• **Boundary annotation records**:
-- START --
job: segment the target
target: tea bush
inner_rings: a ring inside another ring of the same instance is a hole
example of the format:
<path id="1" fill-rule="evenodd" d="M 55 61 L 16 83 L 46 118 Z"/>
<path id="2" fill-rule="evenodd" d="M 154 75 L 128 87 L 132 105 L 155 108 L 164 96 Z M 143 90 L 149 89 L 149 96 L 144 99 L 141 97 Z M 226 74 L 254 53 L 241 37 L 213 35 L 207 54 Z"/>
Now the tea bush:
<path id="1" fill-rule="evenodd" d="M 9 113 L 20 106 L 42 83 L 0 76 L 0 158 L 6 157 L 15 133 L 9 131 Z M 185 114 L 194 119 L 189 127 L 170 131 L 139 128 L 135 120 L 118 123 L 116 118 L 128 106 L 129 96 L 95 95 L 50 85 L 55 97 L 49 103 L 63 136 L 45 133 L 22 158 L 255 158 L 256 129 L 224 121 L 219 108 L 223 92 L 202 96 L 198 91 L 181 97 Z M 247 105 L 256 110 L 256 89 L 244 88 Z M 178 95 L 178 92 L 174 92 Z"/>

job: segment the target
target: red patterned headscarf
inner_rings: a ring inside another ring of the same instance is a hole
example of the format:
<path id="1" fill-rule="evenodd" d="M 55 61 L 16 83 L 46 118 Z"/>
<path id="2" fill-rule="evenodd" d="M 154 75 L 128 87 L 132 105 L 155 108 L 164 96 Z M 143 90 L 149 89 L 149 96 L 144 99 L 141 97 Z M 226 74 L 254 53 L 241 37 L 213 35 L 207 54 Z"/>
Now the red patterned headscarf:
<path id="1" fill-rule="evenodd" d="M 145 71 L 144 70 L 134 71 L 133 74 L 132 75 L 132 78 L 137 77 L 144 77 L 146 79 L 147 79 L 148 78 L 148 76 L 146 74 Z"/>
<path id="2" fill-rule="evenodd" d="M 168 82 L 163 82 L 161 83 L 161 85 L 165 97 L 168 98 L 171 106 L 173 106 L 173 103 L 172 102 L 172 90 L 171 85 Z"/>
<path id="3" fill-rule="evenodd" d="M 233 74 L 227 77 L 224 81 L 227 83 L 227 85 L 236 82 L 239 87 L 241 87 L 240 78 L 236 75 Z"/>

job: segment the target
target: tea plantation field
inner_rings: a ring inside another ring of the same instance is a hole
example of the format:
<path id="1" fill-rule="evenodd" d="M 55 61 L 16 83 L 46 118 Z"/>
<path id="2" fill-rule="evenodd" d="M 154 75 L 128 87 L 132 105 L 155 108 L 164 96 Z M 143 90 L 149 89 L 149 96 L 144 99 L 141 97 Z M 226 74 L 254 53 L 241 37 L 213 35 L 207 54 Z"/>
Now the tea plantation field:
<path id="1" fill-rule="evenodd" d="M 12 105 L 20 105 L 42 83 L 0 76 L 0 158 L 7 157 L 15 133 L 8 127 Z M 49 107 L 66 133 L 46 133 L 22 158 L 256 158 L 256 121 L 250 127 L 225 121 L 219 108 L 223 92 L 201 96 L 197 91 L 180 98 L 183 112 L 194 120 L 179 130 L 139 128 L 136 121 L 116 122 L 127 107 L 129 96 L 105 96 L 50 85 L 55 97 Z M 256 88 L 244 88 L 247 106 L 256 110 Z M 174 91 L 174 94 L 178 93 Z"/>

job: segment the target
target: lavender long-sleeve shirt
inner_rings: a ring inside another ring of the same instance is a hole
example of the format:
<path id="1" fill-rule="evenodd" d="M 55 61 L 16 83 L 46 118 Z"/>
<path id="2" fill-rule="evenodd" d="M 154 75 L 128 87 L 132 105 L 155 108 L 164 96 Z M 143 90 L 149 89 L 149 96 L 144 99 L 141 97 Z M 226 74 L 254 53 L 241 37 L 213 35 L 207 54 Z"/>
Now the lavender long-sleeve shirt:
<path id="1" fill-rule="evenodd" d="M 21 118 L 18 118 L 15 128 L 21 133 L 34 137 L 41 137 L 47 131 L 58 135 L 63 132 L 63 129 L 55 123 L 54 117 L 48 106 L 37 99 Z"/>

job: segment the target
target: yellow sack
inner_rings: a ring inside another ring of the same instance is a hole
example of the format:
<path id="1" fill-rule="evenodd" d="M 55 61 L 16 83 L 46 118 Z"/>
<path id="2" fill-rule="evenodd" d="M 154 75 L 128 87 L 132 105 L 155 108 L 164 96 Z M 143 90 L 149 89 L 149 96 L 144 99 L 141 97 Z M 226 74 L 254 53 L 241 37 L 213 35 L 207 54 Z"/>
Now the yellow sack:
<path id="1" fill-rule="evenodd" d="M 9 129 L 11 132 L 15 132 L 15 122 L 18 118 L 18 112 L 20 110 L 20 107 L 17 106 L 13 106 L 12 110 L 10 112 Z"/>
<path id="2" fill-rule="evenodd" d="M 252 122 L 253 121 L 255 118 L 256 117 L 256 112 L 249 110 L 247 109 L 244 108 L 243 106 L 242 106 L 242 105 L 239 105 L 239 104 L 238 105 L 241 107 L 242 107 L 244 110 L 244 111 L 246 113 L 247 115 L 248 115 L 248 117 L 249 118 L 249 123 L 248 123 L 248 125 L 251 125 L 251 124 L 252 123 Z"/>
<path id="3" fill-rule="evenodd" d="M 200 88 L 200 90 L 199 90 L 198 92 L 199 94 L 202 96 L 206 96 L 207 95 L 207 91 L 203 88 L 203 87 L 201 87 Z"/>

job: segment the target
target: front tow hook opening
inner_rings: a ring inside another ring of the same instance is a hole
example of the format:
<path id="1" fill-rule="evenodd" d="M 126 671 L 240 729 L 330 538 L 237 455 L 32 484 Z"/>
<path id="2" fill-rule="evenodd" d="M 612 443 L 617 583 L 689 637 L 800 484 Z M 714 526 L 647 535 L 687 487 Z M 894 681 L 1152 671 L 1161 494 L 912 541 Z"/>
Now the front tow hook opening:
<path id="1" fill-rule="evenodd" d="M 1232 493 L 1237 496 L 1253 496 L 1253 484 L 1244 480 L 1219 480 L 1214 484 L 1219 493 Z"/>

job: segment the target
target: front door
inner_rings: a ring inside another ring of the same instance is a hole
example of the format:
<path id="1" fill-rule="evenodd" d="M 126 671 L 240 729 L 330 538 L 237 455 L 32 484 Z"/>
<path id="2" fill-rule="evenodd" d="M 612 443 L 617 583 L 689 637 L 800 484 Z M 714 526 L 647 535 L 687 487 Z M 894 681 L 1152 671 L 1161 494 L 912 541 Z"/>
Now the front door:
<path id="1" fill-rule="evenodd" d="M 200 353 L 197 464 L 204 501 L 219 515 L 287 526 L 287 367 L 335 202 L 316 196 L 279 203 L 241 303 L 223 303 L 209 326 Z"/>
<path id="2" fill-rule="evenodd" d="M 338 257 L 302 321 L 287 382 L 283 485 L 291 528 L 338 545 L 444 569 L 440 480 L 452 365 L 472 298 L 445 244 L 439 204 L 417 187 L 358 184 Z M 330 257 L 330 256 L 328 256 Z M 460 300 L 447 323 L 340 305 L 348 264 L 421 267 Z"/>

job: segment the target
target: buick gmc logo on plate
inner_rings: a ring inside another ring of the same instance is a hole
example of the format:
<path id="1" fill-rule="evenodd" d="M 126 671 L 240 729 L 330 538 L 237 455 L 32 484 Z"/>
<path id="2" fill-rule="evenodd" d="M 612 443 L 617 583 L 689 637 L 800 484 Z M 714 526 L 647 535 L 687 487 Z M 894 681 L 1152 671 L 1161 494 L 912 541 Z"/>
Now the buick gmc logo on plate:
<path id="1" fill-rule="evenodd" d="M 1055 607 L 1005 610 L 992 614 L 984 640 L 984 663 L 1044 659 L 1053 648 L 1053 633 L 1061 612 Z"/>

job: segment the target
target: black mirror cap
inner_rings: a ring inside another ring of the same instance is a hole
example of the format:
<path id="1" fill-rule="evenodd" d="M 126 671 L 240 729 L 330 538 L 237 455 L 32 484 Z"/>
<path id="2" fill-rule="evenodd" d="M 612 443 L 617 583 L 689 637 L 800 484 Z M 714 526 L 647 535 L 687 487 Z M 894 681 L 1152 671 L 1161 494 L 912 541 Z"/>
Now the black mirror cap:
-- END --
• **TASK**: List each line in the material that contains the word "mirror", reproducing every such line in full.

• **RESULT FOR THIS TASK**:
target: black mirror cap
Now the black mirror cap:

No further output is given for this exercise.